• MATERIAL TO PROCESS
....

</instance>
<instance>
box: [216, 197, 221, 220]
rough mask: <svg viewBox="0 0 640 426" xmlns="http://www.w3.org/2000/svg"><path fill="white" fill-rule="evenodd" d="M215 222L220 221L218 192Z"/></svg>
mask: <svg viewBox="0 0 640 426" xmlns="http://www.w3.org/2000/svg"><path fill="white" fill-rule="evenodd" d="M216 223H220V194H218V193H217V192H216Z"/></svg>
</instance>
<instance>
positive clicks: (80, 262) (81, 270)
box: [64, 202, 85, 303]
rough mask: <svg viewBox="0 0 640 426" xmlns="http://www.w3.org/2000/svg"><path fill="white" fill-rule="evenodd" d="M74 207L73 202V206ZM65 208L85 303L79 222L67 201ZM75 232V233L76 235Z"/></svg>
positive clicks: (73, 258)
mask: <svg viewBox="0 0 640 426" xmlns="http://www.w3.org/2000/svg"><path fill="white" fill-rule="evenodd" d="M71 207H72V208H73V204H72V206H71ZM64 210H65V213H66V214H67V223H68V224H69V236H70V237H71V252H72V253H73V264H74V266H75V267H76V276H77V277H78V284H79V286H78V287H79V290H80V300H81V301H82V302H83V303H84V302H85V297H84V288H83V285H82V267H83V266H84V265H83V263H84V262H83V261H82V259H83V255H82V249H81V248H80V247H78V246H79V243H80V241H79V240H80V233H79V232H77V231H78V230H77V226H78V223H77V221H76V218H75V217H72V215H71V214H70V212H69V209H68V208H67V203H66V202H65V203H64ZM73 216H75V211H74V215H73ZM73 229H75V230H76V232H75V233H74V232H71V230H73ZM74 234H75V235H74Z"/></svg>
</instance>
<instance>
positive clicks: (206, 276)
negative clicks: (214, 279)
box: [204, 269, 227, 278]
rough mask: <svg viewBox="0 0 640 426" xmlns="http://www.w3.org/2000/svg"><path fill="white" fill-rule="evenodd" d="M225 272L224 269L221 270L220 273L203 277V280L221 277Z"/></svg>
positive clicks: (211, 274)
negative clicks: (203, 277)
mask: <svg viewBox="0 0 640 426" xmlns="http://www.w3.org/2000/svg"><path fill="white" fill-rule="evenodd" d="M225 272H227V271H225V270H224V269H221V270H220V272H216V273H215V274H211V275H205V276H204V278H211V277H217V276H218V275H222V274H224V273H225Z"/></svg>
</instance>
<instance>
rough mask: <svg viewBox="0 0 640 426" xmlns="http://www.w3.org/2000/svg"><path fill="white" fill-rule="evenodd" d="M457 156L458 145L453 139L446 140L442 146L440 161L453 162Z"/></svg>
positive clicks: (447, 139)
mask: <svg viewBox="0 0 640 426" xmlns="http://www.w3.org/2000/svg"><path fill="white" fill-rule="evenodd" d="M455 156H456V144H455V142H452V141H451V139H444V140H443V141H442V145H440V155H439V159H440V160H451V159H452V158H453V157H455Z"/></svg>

....

• ASSIGNMENT
Can you reproduce the listing above with each "rough mask" changed to "coarse mask" and everything else left as it is?

• ANSWER SECTION
</instance>
<instance>
box: [216, 197, 221, 220]
coarse mask: <svg viewBox="0 0 640 426" xmlns="http://www.w3.org/2000/svg"><path fill="white" fill-rule="evenodd" d="M215 222L220 221L218 192Z"/></svg>
mask: <svg viewBox="0 0 640 426" xmlns="http://www.w3.org/2000/svg"><path fill="white" fill-rule="evenodd" d="M216 223H220V194H218V193H217V192H216Z"/></svg>
</instance>
<instance>
positive clicks: (80, 262) (81, 270)
box: [64, 202, 85, 303]
coarse mask: <svg viewBox="0 0 640 426" xmlns="http://www.w3.org/2000/svg"><path fill="white" fill-rule="evenodd" d="M74 207L73 202V206ZM65 208L85 303L79 222L67 201ZM75 232V233L76 235Z"/></svg>
positive clicks: (73, 258)
mask: <svg viewBox="0 0 640 426" xmlns="http://www.w3.org/2000/svg"><path fill="white" fill-rule="evenodd" d="M71 207H72V208H73V204H72V206H71ZM64 210H65V213H66V214H67V223H68V224H69V236H70V237H71V252H72V253H73V264H74V266H75V267H76V276H77V277H78V284H79V286H78V287H79V290H80V300H81V301H82V302H83V303H84V302H85V297H84V288H83V285H82V267H83V266H84V265H83V263H84V262H83V261H82V259H83V255H82V249H81V248H80V247H78V246H79V243H80V241H79V240H80V233H79V232H77V231H78V230H77V226H78V223H77V221H76V218H75V217H72V215H71V214H70V212H69V209H68V208H67V203H66V202H65V203H64ZM73 216H75V211H74V215H73ZM73 229H75V230H76V232H75V233H74V232H71V230H73ZM74 234H75V235H74Z"/></svg>
</instance>
<instance>
positive clicks: (206, 276)
negative clicks: (214, 279)
box: [204, 269, 227, 278]
coarse mask: <svg viewBox="0 0 640 426" xmlns="http://www.w3.org/2000/svg"><path fill="white" fill-rule="evenodd" d="M225 272L224 269L221 270L220 273L203 277V280L221 277Z"/></svg>
positive clicks: (211, 274)
negative clicks: (203, 277)
mask: <svg viewBox="0 0 640 426" xmlns="http://www.w3.org/2000/svg"><path fill="white" fill-rule="evenodd" d="M225 272H227V271H225V270H224V269H221V270H220V272H216V273H215V274H211V275H205V276H204V278H211V277H217V276H218V275H222V274H224V273H225Z"/></svg>
</instance>
<instance>
coarse mask: <svg viewBox="0 0 640 426" xmlns="http://www.w3.org/2000/svg"><path fill="white" fill-rule="evenodd" d="M457 156L458 145L453 139L446 140L442 146L440 161L453 162Z"/></svg>
positive clicks: (447, 139)
mask: <svg viewBox="0 0 640 426" xmlns="http://www.w3.org/2000/svg"><path fill="white" fill-rule="evenodd" d="M455 156H456V144H455V142H452V141H451V139H444V140H443V141H442V145H440V155H439V159H440V160H451V159H452V158H453V157H455Z"/></svg>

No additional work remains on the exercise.